Leave it to the Iowa’s 84th General Assembly to come up with another way to miss the point that Iowans need jobs. I am referring to House Joint Resolution 16 which resolved to remove James Harlan’s likeness from Statuary Hall in the United States Capitol and replace it with that of Norman Borlaug. Governor Branstad signed HJR 16 into law on Wednesday. If many people never heard of Borlaug, fewer know Harlan who served as United States Senator from Iowa from 1855 until 1865, first as a member of the Free Soil Party and then as a Republican. Say what?
The Compromise of 1850 gave rise to the Free Soil Party, which sought to keep slavery from expanding into the new Western territories. They argued that “free men on free soil comprised a morally and economically superior system to slavery.” Harlan belonged to the Free Soil Party in 1855 when he was appointed as Senator. This appointment was clouded in controversy and in 1857, the U.S. Senate declared his seat vacant due to irregularities in his appointment by the Iowa legislature. Harlan was re-appointed as a Republican and served as Senator until 1865.
While a fierce critic of President Lincoln, Senator Harlan formed a deep friendship with him. Harlan biographer Johnson Brigham said that at Lincoln’s second inaugural, “Senator Harlan was chosen as an escort for Mrs. Lincoln, and Miss Mary Harlan was among the distinguished group surrounding President and Mrs. Lincoln at the inaugural ball.” Harlan was also selected to escort Lincoln’s remains back to Springfield, Illinois after the assassination.
If Harlan is remembered today, it is for his appointment as Secretary of the Interior in 1865. It was long assumed in Iowa and in Washington that President Lincoln would appoint Senator Harlan to the position. A clipping from the Ottumwa Courier was found among Harlan’s papers that said the country would greatly deplore the loss of Harlan’s services as Senator, “until the flag of our country waves in triumph over every foot of our territory, and the last human fetter be fallen, and the crack of the slave whip be no more heard in the land.” A free soiler was also an abolitionist.

**Assignment A**
Quote the piece on James Harlan word for word, beginning at the words "The Compromise of" and stopping after "Senator until 1865.".
**Assignment B**
Answer these about the piece on James Harlan:
(i) In what year did the U.S. Senate declare Harlan's seat vacant?
(ii) Whom was Harlan chosen to escort at Lincoln's second inaugural?
(iii) To what position was Harlan appointed in 1865?
**Assignment C**
Can you proceed with the piece on James Harlan, picking up after its last sentence?

**Supplied material**
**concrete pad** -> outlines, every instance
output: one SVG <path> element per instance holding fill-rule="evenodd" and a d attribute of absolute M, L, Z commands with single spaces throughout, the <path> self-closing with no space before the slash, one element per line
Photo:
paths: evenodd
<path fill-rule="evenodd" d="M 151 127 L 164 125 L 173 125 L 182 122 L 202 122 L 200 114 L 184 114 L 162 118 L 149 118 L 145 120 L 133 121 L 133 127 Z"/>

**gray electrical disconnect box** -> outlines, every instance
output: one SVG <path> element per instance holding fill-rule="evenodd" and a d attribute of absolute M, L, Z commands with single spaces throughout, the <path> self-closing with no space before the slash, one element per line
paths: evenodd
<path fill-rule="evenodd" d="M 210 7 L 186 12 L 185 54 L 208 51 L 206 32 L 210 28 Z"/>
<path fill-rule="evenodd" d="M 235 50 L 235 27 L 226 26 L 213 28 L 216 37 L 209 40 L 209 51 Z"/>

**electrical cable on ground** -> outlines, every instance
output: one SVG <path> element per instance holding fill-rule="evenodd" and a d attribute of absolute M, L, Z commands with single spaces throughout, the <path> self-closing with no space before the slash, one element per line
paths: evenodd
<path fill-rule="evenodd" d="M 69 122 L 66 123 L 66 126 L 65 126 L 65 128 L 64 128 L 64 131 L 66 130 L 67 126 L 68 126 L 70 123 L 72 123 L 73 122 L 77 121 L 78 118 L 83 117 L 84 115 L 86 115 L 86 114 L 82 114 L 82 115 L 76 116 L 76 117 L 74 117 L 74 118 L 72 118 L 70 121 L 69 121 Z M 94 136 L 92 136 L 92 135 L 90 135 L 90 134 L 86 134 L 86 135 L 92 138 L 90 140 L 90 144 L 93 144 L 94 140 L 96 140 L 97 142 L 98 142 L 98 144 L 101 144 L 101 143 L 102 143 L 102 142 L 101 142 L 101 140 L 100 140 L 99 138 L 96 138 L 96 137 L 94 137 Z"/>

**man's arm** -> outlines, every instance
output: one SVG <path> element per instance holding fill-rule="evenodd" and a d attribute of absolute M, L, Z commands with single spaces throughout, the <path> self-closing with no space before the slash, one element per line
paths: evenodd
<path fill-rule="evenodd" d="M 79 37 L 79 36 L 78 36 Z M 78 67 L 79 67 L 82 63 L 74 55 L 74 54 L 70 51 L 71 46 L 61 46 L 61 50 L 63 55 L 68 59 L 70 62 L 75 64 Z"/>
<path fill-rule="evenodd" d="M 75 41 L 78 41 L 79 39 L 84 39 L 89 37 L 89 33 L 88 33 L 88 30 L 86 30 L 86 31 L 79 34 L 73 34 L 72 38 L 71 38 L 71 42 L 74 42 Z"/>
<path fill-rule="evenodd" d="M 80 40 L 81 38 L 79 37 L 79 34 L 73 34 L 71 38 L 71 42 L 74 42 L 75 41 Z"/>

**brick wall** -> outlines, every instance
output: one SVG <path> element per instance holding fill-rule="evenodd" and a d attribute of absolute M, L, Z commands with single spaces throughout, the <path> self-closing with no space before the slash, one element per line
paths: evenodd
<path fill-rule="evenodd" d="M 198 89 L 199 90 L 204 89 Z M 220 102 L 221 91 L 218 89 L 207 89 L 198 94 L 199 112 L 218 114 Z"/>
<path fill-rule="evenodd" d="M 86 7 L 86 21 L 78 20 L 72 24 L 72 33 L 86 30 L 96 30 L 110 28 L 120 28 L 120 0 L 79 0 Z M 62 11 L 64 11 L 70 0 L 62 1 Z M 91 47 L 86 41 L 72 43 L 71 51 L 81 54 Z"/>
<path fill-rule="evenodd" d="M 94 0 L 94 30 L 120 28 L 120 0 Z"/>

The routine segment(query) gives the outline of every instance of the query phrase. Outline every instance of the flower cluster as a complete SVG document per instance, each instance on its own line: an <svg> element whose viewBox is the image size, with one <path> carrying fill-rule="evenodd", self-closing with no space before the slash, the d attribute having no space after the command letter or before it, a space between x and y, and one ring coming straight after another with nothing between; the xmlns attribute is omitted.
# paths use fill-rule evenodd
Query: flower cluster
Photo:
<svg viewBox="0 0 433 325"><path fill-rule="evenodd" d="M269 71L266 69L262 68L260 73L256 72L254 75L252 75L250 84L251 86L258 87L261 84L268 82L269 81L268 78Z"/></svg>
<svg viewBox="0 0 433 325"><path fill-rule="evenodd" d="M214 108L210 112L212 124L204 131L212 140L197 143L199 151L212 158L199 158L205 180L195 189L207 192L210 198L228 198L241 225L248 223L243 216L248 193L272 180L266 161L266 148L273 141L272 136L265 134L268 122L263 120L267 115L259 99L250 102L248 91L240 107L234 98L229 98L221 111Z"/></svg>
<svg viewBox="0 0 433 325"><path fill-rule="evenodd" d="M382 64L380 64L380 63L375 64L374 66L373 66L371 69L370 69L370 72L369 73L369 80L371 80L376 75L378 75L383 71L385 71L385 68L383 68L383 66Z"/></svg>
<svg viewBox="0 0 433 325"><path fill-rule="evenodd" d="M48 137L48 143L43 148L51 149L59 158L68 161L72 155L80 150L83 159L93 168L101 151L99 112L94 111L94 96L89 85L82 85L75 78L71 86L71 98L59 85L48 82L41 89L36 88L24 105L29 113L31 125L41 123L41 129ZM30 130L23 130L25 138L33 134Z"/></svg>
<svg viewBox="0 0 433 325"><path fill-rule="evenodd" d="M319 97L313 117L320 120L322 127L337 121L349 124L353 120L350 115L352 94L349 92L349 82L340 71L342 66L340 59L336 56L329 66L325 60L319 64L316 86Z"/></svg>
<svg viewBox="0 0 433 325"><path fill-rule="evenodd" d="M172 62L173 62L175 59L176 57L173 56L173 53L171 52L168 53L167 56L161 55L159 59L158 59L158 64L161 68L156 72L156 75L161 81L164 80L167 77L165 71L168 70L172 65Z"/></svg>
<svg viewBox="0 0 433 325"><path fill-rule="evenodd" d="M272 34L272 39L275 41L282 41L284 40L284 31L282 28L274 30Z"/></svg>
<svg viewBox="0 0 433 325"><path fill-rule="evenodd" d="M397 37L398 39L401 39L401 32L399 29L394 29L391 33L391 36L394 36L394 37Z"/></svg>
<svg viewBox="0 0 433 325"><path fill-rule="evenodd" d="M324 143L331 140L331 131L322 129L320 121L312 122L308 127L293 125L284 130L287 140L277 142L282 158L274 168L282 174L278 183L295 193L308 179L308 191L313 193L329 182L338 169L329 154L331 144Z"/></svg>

**Response area A**
The Compromise of 1850 gave rise to the Free Soil Party, which sought to keep slavery from expanding into the new Western territories. They argued that “free men on free soil comprised a morally and economically superior system to slavery.” Harlan belonged to the Free Soil Party in 1855 when he was appointed as Senator. This appointment was clouded in controversy and in 1857, the U.S. Senate declared his seat vacant due to irregularities in his appointment by the Iowa legislature. Harlan was re-appointed as a Republican and served as Senator until 1865.

**Response area B**
(i) 1857
(ii) Mrs. Lincoln
(iii) Secretary of the Interior

**Response area C**
Harlan fired poet Walt Whitman from the Department of Interior for failing to show up for work. This incident has been documented by Whitman biographers as a form of censure, that Harlan found Whitman’s manuscript of “Leaves of Grass,” which he was writing while working at the Department of the Interior, to be indecent. In Harlan’s defense, his biographer writes that he “saw no reason that the author of “Leaves of Grass” should be longer pensioned in a department devoted solely to business” and fired Whitman because his work was not deemed necessary to the efficiency of the department. The former version has gained more traction and there continues to be a lack of poetry (and efficiency) in the Interior Department.
When Harlan’s statue is removed, one hopes it is returned to Iowa and displayed where all can see it and learn about him.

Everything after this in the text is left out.